Given text ->
--- --- ---

• Maud finds the online annotated Moby Dick. Suitable for reading on your iPhone during passive commutes then rising exalted to peer over your fellow subway passengers.
• Not a fresh link but of interest if, like me, you’re a fan of Sarah Hall’s Daughters of the North: Galleycat’s interview with Hall where she discusses the novel’s start as a short story.
* Still a cruel reminder of what once was. But I will not surrender to “morning green tea.”
CAAF: John Keats, John Keats, John, please put your scarf on
Is it just me, or is John Keats everywhere right now? In her excellent Believer essay on novel-writing, Zadie Smith talks about her early identification with the poet and the influence of his example:
I was about fourteen when I heard John Keats in there, and in my mind I formed a bond with him, a bond based on class–though how archaic that must sound, here in America. I knew he wasn’t working-class, exactly, and of course he wasn’t black–but in rough outline his situation felt closer to mine than the other writers I’d come across. He felt none of the entitlement of, say, Virginia Woolf, or Byron, or Pope, or Evelyn Waugh. That was very important to me–I think you may have to be English to understand how important. To me, Keats offered the possibility of entering writing from a side door, the one marked Apprentices Welcome Here. Keats went abut his work just like an apprentice: he took a kind of M.F.A. of the mind, albeit alone, and for free, in his little house in Hampstead. A suburban, lower-middle-class boy, a few steps removed from the literary scene, he made his own scene out of the books of his library. He never feared influence–he devoured influences. He wanted to learn from them, even at the risk of their voices swamping his own. And the feeling of apprenticeship never left him: you see it in his early experiments in poetic from, in the letters he wrote to friends expressing his fledgling literary ideas; it’s there, famously, in his reading of Chapman’s Homer, and the fear that he might cease to be before his pen had gleaned his teeming brain. When I’m writing, especially during those horrible first hundred pages, I often think of Keats. The term “role model” is so odious, but the truth is it’s a very strong writer indeed who gets by without a mode kept somewhere in mind. So I think of Keats. Keats slogging away, devouring books, plagiarizing, impersonating, adapting, struggling growing, writing many poems that made him blush, and then a few that made him proud, learning everything he could from whomever he could find, dead or alive, who might have something useful to teach him.

--- --- ---

Stated goal 1 -> Can you output, verbatim, the rows starting with the line that contains "In this picture, where can the blurred" and going on through the last row, including both ends?
The literary passage and the rows that follow are unrelated.

Provided records ->
--- --- ---

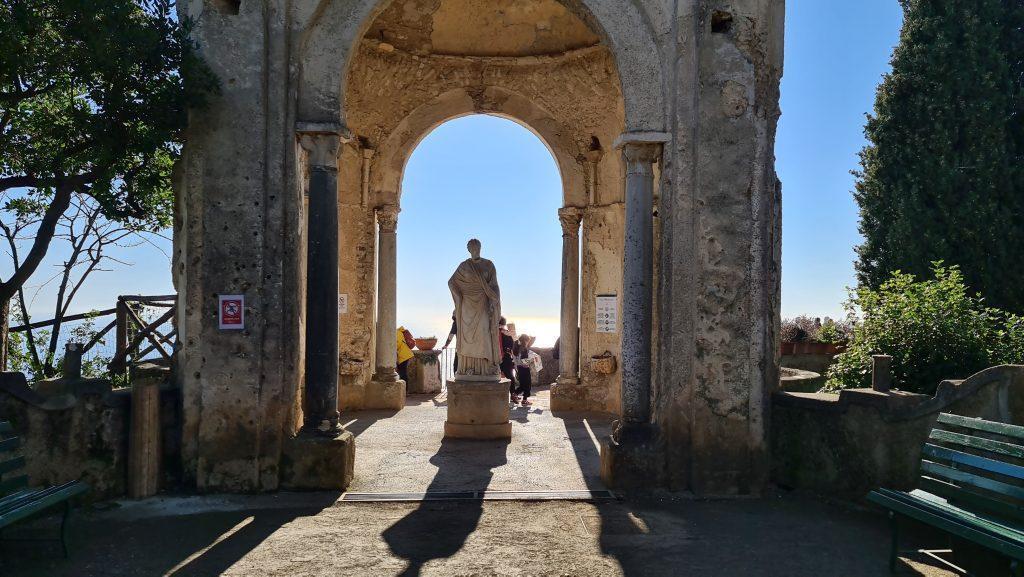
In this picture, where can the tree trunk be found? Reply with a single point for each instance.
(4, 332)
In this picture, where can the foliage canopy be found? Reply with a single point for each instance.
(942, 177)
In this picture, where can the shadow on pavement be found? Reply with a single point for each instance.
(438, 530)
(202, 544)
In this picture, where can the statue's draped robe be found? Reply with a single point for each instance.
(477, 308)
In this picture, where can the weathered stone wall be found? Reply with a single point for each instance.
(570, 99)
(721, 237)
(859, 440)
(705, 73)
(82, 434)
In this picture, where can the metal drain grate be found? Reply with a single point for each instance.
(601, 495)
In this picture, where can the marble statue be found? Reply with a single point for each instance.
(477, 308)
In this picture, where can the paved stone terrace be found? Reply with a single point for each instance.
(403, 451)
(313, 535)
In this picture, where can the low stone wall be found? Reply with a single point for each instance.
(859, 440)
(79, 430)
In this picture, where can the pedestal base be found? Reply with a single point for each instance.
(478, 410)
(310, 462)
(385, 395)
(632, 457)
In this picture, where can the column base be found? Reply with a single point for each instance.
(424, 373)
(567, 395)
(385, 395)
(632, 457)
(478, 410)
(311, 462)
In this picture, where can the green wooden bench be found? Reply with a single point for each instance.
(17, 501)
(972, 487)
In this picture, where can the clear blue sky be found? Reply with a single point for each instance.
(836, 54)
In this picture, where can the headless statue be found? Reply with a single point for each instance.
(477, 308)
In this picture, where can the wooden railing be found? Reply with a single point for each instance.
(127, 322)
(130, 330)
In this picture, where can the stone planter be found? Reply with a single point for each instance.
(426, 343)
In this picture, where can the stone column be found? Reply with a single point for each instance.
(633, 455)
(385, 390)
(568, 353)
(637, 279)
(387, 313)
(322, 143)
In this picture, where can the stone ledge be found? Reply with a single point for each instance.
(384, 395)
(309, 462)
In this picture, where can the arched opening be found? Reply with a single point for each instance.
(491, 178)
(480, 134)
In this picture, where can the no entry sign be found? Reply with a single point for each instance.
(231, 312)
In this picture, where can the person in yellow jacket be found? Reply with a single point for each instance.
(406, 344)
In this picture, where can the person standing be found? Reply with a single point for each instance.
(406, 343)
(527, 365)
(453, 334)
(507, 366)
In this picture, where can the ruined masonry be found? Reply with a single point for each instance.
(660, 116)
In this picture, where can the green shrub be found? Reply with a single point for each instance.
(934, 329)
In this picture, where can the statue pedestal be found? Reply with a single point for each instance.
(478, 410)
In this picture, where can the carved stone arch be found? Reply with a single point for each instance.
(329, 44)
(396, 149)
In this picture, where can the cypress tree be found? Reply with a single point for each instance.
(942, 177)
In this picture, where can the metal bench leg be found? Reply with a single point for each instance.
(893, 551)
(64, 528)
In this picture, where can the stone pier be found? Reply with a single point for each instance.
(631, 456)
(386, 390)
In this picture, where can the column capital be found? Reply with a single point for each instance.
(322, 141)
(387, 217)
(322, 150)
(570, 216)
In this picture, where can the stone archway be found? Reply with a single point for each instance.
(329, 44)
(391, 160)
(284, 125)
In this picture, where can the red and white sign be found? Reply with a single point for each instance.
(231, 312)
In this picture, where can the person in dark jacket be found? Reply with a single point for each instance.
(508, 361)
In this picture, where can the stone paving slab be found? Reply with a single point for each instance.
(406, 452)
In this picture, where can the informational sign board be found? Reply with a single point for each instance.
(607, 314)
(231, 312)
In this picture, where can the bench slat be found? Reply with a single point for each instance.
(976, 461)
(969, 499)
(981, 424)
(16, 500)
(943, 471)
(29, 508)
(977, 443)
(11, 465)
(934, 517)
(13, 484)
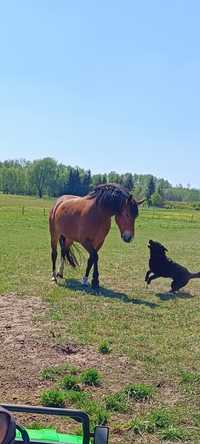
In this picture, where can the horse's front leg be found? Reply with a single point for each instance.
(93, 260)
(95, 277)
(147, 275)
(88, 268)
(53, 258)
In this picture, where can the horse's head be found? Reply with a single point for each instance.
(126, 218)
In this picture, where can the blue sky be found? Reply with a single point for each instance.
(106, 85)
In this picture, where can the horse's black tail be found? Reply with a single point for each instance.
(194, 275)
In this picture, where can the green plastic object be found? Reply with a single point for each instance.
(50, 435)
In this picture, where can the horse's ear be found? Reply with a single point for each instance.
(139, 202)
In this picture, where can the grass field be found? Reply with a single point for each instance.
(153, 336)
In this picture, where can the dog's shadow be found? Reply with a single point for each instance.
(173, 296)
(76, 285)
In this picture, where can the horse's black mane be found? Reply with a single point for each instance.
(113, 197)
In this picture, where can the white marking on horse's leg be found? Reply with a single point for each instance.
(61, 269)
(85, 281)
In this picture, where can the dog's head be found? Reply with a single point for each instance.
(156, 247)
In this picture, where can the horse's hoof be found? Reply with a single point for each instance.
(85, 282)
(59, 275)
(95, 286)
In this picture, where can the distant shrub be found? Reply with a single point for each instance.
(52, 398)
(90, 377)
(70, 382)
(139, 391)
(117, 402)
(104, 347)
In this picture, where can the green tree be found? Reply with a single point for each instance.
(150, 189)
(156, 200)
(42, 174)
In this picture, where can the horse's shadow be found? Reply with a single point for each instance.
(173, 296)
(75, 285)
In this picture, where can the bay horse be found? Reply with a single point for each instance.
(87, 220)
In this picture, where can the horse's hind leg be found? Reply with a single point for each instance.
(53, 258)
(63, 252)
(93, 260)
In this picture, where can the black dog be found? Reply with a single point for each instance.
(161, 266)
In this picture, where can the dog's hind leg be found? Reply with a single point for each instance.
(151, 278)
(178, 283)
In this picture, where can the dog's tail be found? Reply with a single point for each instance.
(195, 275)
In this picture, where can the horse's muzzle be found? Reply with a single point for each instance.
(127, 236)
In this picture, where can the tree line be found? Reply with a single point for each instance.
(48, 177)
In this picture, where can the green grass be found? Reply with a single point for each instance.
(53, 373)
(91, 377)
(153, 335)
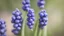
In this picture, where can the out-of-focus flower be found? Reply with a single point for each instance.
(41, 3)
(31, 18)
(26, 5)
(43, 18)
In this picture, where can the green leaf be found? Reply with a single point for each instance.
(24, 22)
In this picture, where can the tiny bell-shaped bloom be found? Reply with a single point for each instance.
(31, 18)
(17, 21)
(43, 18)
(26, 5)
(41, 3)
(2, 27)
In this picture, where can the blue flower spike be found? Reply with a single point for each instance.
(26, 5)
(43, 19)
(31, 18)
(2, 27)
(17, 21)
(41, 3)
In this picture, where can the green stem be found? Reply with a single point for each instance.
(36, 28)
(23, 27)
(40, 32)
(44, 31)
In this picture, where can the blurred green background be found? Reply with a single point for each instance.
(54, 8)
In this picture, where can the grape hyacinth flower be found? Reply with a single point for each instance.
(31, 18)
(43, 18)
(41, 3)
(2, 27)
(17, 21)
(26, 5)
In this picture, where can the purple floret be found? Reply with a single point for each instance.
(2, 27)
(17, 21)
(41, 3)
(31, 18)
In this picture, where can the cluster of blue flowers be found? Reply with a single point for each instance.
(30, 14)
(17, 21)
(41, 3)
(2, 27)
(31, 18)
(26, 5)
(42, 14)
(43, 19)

--- --- ---

Stated goal 2 -> Can you return the literary passage verbatim?

Full output 1 ->
In this picture, where can the blurred green background be found? Reply with a single point for each instance.
(54, 8)
In this picture, where can the grape hyacinth flower be found? Reply with a single point for each instance.
(31, 18)
(43, 18)
(41, 3)
(2, 27)
(17, 21)
(26, 5)
In this picture, where can the purple floret be found? Reply with a single point for each instance.
(2, 27)
(17, 21)
(41, 3)
(31, 18)
In this picture, where can the cluster of blue flowers be found? Reply with a single point for each instance.
(30, 14)
(17, 21)
(41, 3)
(2, 27)
(31, 18)
(26, 5)
(42, 14)
(43, 19)

Full output 2 ->
• Maud finds the online annotated Moby Dick. Suitable for reading on your iPhone during passive commutes then rising exalted to peer over your fellow subway passengers.
• Not a fresh link but of interest if, like me, you’re a fan of Sarah Hall’s Daughters of the North: Galleycat’s interview with Hall where she discusses the novel’s start as a short story.
* Still a cruel reminder of what once was. But I will not surrender to “morning green tea.”
CAAF: John Keats, John Keats, John, please put your scarf on
Is it just me, or is John Keats everywhere right now? In her excellent Believer essay on novel-writing, Zadie Smith talks about her early identification with the poet and the influence of his example:
I was about fourteen when I heard John Keats in there, and in my mind I formed a bond with him, a bond based on class–though how archaic that must sound, here in America. I knew he wasn’t working-class, exactly, and of course he wasn’t black–but in rough outline his situation felt closer to mine than the other writers I’d come across. He felt none of the entitlement of, say, Virginia Woolf, or Byron, or Pope, or Evelyn Waugh. That was very important to me–I think you may have to be English to understand how important. To me, Keats offered the possibility of entering writing from a side door, the one marked Apprentices Welcome Here. Keats went abut his work just like an apprentice: he took a kind of M.F.A. of the mind, albeit alone, and for free, in his little house in Hampstead. A suburban, lower-middle-class boy, a few steps removed from the literary scene, he made his own scene out of the books of his library. He never feared influence–he devoured influences. He wanted to learn from them, even at the risk of their voices swamping his own. And the feeling of apprenticeship never left him: you see it in his early experiments in poetic from, in the letters he wrote to friends expressing his fledgling literary ideas; it’s there, famously, in his reading of Chapman’s Homer, and the fear that he might cease to be before his pen had gleaned his teeming brain. When I’m writing, especially during those horrible first hundred pages, I often think of Keats. The term “role model” is so odious, but the truth is it’s a very strong writer indeed who gets by without a mode kept somewhere in mind. So I think of Keats. Keats slogging away, devouring books, plagiarizing, impersonating, adapting, struggling growing, writing many poems that made him blush, and then a few that made him proud, learning everything he could from whomever he could find, dead or alive, who might have something useful to teach him.